:: Exercise task ::
Copy out everything in the listing below, from the line containing "locate the green lawn in the photo above" down to the very end, with no changes.

----- Supplied entries -----

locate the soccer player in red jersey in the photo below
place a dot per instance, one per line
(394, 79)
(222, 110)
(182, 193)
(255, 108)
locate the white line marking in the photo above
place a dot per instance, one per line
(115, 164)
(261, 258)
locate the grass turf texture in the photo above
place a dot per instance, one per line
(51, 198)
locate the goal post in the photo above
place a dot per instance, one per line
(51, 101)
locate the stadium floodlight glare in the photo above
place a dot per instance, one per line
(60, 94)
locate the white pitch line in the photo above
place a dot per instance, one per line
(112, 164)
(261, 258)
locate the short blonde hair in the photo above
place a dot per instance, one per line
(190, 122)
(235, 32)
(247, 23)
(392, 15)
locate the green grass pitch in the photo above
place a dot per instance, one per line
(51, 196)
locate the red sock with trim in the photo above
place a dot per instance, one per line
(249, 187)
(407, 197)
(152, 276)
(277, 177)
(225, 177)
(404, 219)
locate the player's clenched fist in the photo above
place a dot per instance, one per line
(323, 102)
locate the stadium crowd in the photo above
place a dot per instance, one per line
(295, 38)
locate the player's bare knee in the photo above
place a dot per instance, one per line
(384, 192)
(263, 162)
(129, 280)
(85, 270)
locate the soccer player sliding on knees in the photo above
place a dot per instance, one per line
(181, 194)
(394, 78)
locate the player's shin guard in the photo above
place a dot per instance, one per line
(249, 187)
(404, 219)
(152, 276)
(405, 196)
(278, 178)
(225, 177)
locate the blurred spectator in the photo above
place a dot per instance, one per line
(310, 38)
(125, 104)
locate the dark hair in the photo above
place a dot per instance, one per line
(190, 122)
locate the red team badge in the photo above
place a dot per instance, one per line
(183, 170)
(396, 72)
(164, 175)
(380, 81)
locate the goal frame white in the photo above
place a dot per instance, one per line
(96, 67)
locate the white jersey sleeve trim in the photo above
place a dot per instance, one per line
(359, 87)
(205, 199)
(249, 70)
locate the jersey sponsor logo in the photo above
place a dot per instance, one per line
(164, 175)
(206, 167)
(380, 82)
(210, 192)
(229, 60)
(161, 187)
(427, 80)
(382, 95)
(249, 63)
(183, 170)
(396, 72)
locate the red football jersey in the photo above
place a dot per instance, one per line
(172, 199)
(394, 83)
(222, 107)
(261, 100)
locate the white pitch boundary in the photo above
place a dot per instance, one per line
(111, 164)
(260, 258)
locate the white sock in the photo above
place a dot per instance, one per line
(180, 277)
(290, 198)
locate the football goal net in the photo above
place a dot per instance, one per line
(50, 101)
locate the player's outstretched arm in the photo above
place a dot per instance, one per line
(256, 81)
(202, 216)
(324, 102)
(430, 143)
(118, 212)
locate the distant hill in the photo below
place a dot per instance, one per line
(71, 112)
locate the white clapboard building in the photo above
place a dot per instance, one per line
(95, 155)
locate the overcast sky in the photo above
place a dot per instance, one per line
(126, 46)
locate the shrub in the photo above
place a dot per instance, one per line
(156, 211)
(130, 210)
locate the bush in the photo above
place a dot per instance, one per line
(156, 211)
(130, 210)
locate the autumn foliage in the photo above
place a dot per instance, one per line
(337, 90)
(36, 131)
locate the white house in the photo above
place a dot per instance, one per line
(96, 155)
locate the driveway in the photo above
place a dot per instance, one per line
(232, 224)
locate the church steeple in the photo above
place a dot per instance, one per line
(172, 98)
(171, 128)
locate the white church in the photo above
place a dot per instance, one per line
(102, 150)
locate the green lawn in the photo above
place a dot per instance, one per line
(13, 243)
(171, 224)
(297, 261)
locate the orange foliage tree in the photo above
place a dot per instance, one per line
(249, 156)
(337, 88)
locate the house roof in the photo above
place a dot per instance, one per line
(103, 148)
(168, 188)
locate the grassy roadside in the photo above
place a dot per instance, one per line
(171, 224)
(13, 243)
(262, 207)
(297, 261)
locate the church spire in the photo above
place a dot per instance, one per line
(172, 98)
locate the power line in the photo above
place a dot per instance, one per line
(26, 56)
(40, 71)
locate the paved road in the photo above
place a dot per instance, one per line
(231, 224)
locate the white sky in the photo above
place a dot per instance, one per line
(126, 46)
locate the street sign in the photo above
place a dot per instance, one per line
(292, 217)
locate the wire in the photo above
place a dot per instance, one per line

-----

:: Expected answer ::
locate the green lawn in the photo above
place a dot per instance, one per line
(13, 243)
(171, 224)
(297, 261)
locate the orange foliage tree in the photo above
place a dot per instance, one per line
(249, 156)
(337, 88)
locate the house roof in the photo above
place a dot per instance, one per line
(103, 148)
(168, 188)
locate the grassy roadside in the photo above
place a dot per instance, one per line
(171, 224)
(13, 243)
(262, 207)
(297, 261)
locate the church spire in the photo above
place a dot per instance, one per line
(172, 98)
locate the power line in the photo above
place a dot per instance, one per line
(26, 56)
(40, 71)
locate the paved road in the photo above
place a dot per instance, one per line
(231, 224)
locate the white sky in the photo above
place a dot per instance, one per line
(126, 46)
locate the street sign in the photo above
place a dot per instance, one per line
(292, 217)
locate the wire in the photo above
place a dot per instance, one per line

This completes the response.